▶ Documento de origem:
━━━━━━
3.1 Da extinção da punibilidade

As características da ação, tipicidade, antijuridicidade e culpabilidade presentes ao fato, são suficientes para determinar sua punibilidade. Excepcionalmente, a punibilidade, que é eminentemente estatal, dependerá dos pressupostos: condições objetivas de punibilidade e fundamentos excludentes de pena. [92]

A punibilidade é, assim, uma das condições para o exercício da ação penal, nos termos do art. 43, II do Código de Processo Penal, podendo ainda ser definida como a possibilidade jurídica de o Estado aplicar pena ou medida de segurança. [93]

Todavia, existem causas que extinguem o direito de punir do Estado. Estas causas podem ser gerais ou especiais. As primeiras estão enumeração no art. 107 do Código Penal. [94]

Por não se tratar o artigo 107 de um rol taxativo, o Direito Penal Brasileiro admite causas especiais de extinção da punibilidade, que estão previstas nas legislações esparsas. Por exemplo, o pagamento do tributo ou da contribuição social antes do recebimento da denúncia, conforme prevê o art. 34 da Lei 9.249/95 é fato que extingue a punibilidade do agente.

Quanto aos efeitos, as causas de extinção da punibilidade podem ocorrer antes do trânsito em julgado da sentença condenatória. Nesta situação, na maior parte dos casos, a causa extingue o próprio jus puniendi estatal, apagando todos os efeitos do processo, diferentemente do perdão judicial e do indulto. [95]

Mas as causas que extinguem a punibilidade podem acontecer também depois do trânsito em julgado da sentença. Neste caso, a regra geral é que a condição extinga apenas o título executório ou a pena. Há casos porém que se extinguem todos os efeitos da sentença e o próprio delito, como por exemplo a abolitio criminis. [96]

3.2 do princípio da consunção

O princípio da consunção é mais um tema relevante a ser tratado no estudo do crime de manutenção de depósito no exterior sem declaração. Isto porque o principal objetivo da abertura e da manutenção de contas bancárias em outros países é o descumprimento das obrigações fiscais.

O agente mantém a conta não declarada no exterior com a finalidade de evadir-se do pagamento de impostos, ou seja, a manutenção é o meio pelo qual o agente pratica o crime de sonegação. A existência da conta que, obviamente, não é declarada, é o crime meio necessário para a prática do crime fim de sonegação previsto no art 1° da Lei 8.137/90. [97]

O princípio da consunção soluciona a questão do conflito de normas, determinando que o tipo de maior gravidade absorve o segundo tipo, que constitui o meio regular para a prática do primeiro. [98]

Neste sentido, deixa o agente de informar a conta ao Banco Central para fins de cometimento do crime de sonegação fiscal. A não informação deverá ser absorvida pelo crime mais grave, qual seja, o de sonegação fiscal. Cabe, nestes casos, a aplicação do princípio da consunção, pois não poderia sonegar os impostos se declarasse a existência da conta, assim como os depósitos nela realizados.

No mesmo sentido são os julgados relativos aos crimes de falsificação que precedem ao crime de estelionato: "Esgotando-se a potencialidade lesiva das falsidades, nos crimes de estelionato perpetrados, seja em sua modalidade tentada ou consumada, ficam aquelas condutas absorvidas pela conduta mais gravosa. Incidência da previsão do verbete da Súmula n° 17 do STJ e do princípio da consunção". [99]

Portanto, está claro que a manutenção de depósitos não declarados no exterior é o meio necessário para a prática do crime de sonegação fiscal. E com a aplicação do princípio da consunção, o agente responderá criminalmente só pelo delito de maior gravidade.
━━━━━━
▶ Informações fornecidas:
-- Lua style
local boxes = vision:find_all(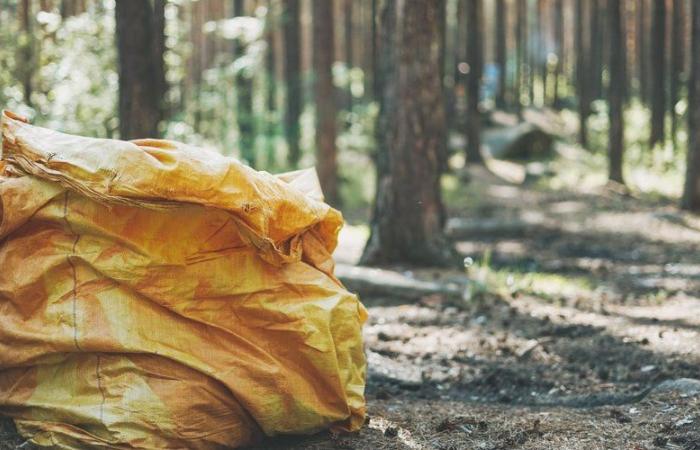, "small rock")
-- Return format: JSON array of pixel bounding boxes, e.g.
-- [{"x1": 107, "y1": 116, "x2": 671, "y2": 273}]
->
[
  {"x1": 610, "y1": 409, "x2": 632, "y2": 423},
  {"x1": 384, "y1": 427, "x2": 399, "y2": 437},
  {"x1": 652, "y1": 378, "x2": 700, "y2": 396},
  {"x1": 654, "y1": 436, "x2": 668, "y2": 447}
]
━━━━━━
▶ Objetivo:
Transcreva do documento de origem sobre punibilidade e consunção todo o trecho que vai de "No mesmo sentido" até "de maior gravidade.".

▶ Resultado da tarefa:
No mesmo sentido são os julgados relativos aos crimes de falsificação que precedem ao crime de estelionato: "Esgotando-se a potencialidade lesiva das falsidades, nos crimes de estelionato perpetrados, seja em sua modalidade tentada ou consumada, ficam aquelas condutas absorvidas pela conduta mais gravosa. Incidência da previsão do verbete da Súmula n° 17 do STJ e do princípio da consunção". [99]

Portanto, está claro que a manutenção de depósitos não declarados no exterior é o meio necessário para a prática do crime de sonegação fiscal. E com a aplicação do princípio da consunção, o agente responderá criminalmente só pelo delito de maior gravidade.